▶ _REQUIREMENTS_
Rewrite these rows as a two-column CSV, one line for each request, with the columns named "request" and "box". Put each request's text in the first column and its answer in the second, each as one quoted field with any line breaks turned into spaces.

---------- DATA ----------

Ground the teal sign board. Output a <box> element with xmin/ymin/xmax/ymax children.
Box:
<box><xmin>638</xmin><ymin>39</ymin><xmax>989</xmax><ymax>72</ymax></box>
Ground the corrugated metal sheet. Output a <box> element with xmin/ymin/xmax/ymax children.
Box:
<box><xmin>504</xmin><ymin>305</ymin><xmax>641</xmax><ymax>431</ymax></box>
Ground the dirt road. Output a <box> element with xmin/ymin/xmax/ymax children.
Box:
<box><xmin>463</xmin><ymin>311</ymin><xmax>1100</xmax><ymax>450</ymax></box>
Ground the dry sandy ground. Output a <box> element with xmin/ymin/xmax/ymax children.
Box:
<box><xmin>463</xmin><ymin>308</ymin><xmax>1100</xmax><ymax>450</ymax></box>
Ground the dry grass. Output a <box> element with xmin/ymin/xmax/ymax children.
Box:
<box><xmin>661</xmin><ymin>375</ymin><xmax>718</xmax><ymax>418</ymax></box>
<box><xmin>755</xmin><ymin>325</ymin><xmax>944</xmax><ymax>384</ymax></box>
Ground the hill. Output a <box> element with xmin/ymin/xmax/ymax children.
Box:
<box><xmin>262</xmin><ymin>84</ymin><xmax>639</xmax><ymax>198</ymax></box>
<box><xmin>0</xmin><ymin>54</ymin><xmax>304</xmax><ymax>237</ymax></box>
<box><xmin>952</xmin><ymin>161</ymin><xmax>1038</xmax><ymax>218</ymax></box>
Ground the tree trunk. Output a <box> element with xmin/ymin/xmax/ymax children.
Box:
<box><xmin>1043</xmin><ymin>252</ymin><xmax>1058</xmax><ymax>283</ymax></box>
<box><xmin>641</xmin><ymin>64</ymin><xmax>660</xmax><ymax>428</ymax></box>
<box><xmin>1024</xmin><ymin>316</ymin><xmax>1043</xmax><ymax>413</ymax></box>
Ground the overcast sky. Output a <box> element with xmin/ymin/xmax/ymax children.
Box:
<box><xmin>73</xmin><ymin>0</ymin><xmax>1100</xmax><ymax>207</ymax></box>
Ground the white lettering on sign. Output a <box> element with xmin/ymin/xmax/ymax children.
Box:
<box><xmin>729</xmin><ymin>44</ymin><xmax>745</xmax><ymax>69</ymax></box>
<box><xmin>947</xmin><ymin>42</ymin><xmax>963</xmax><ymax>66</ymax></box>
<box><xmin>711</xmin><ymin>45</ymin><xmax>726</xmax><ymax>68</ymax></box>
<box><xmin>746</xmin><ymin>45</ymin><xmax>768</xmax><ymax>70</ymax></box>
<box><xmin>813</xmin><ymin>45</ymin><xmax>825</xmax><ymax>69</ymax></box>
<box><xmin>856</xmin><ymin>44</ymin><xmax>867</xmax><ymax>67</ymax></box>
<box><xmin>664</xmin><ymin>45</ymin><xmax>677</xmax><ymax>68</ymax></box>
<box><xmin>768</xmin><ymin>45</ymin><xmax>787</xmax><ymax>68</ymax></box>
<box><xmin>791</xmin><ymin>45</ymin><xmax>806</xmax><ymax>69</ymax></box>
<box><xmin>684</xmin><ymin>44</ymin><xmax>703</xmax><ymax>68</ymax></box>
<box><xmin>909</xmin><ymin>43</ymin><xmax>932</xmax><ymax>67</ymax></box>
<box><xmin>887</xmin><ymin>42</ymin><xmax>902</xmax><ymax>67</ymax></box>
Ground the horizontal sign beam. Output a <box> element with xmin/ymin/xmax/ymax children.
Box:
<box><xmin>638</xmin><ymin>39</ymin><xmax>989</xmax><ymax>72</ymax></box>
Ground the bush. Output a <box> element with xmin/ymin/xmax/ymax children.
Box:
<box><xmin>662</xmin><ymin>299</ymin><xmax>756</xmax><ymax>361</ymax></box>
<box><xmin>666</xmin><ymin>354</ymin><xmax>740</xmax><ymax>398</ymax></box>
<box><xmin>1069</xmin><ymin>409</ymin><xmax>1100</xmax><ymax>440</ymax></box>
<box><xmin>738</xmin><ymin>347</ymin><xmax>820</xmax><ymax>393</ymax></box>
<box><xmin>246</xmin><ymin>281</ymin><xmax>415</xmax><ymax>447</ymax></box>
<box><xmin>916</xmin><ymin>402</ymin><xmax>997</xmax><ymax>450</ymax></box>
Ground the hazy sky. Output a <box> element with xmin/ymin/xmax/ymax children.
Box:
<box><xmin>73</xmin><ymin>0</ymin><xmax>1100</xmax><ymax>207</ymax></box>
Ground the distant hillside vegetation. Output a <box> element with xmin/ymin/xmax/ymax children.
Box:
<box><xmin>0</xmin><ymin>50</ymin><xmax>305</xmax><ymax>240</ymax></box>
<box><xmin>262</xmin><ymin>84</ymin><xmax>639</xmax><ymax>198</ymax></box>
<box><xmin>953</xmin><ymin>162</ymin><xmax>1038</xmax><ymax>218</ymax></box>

----------

▶ _OUTPUT FOR THIS TASK_
request,box
"Ground the teal sign board. Output a <box> element with xmin/ymin/xmax/ymax children. Box:","<box><xmin>638</xmin><ymin>39</ymin><xmax>989</xmax><ymax>72</ymax></box>"
"Ground the corrugated metal sheet. Output a <box> element with xmin/ymin/xmax/ymax children. Box:","<box><xmin>504</xmin><ymin>305</ymin><xmax>641</xmax><ymax>431</ymax></box>"
"Ground the dirt road. Output a <box> element with xmin/ymin/xmax/ymax children. Box:","<box><xmin>463</xmin><ymin>311</ymin><xmax>1100</xmax><ymax>450</ymax></box>"
"Ground the dry sandy ground. Output a <box> element with xmin/ymin/xmax/ymax children. Box:","<box><xmin>463</xmin><ymin>308</ymin><xmax>1100</xmax><ymax>450</ymax></box>"
"Ground the dry grass. Output a <box> element with xmin/ymin/xmax/ymax children. Box:","<box><xmin>661</xmin><ymin>375</ymin><xmax>718</xmax><ymax>418</ymax></box> <box><xmin>755</xmin><ymin>325</ymin><xmax>944</xmax><ymax>384</ymax></box>"
"Ground the hill. Output a <box> element with xmin/ymin/xmax/ymax children. Box:","<box><xmin>262</xmin><ymin>84</ymin><xmax>639</xmax><ymax>198</ymax></box> <box><xmin>0</xmin><ymin>54</ymin><xmax>304</xmax><ymax>237</ymax></box> <box><xmin>952</xmin><ymin>161</ymin><xmax>1038</xmax><ymax>218</ymax></box>"
"Ground the tree trunk. Output a <box> element with xmin/ymin/xmax/ymax children. Box:","<box><xmin>1043</xmin><ymin>252</ymin><xmax>1058</xmax><ymax>283</ymax></box> <box><xmin>641</xmin><ymin>64</ymin><xmax>660</xmax><ymax>428</ymax></box> <box><xmin>1024</xmin><ymin>316</ymin><xmax>1043</xmax><ymax>413</ymax></box>"
"Ground the overcast sky. Output a <box> element with xmin/ymin/xmax/ymax children. Box:","<box><xmin>73</xmin><ymin>0</ymin><xmax>1100</xmax><ymax>207</ymax></box>"
"Ground the white lettering on sign. Output a <box> element with xmin/ymin/xmax/ymax children. Box:","<box><xmin>729</xmin><ymin>44</ymin><xmax>745</xmax><ymax>69</ymax></box> <box><xmin>947</xmin><ymin>42</ymin><xmax>963</xmax><ymax>66</ymax></box> <box><xmin>711</xmin><ymin>45</ymin><xmax>726</xmax><ymax>68</ymax></box> <box><xmin>746</xmin><ymin>45</ymin><xmax>768</xmax><ymax>70</ymax></box> <box><xmin>813</xmin><ymin>45</ymin><xmax>825</xmax><ymax>69</ymax></box> <box><xmin>856</xmin><ymin>44</ymin><xmax>867</xmax><ymax>67</ymax></box> <box><xmin>664</xmin><ymin>45</ymin><xmax>677</xmax><ymax>68</ymax></box> <box><xmin>768</xmin><ymin>45</ymin><xmax>787</xmax><ymax>68</ymax></box> <box><xmin>791</xmin><ymin>45</ymin><xmax>806</xmax><ymax>69</ymax></box> <box><xmin>684</xmin><ymin>44</ymin><xmax>703</xmax><ymax>68</ymax></box> <box><xmin>909</xmin><ymin>43</ymin><xmax>932</xmax><ymax>67</ymax></box> <box><xmin>887</xmin><ymin>42</ymin><xmax>902</xmax><ymax>67</ymax></box>"
"Ground the horizontal sign beam. Output a <box> element with xmin/ymin/xmax/ymax children. Box:","<box><xmin>638</xmin><ymin>39</ymin><xmax>989</xmax><ymax>72</ymax></box>"
"Ground the bush. Output a <box> element with xmin/ymin/xmax/ymax children. Box:","<box><xmin>662</xmin><ymin>299</ymin><xmax>756</xmax><ymax>361</ymax></box> <box><xmin>666</xmin><ymin>354</ymin><xmax>740</xmax><ymax>398</ymax></box> <box><xmin>1069</xmin><ymin>409</ymin><xmax>1100</xmax><ymax>440</ymax></box> <box><xmin>738</xmin><ymin>347</ymin><xmax>820</xmax><ymax>393</ymax></box> <box><xmin>246</xmin><ymin>281</ymin><xmax>415</xmax><ymax>447</ymax></box> <box><xmin>916</xmin><ymin>402</ymin><xmax>997</xmax><ymax>450</ymax></box>"
"Ground the hazy sky. Output a <box> element with xmin/ymin/xmax/ymax children. Box:","<box><xmin>73</xmin><ymin>0</ymin><xmax>1100</xmax><ymax>207</ymax></box>"
"Ground the distant hillside vegetation. Output a <box> element with xmin/ymin/xmax/ymax children. Box:","<box><xmin>0</xmin><ymin>50</ymin><xmax>305</xmax><ymax>240</ymax></box> <box><xmin>262</xmin><ymin>84</ymin><xmax>639</xmax><ymax>198</ymax></box> <box><xmin>953</xmin><ymin>162</ymin><xmax>1038</xmax><ymax>218</ymax></box>"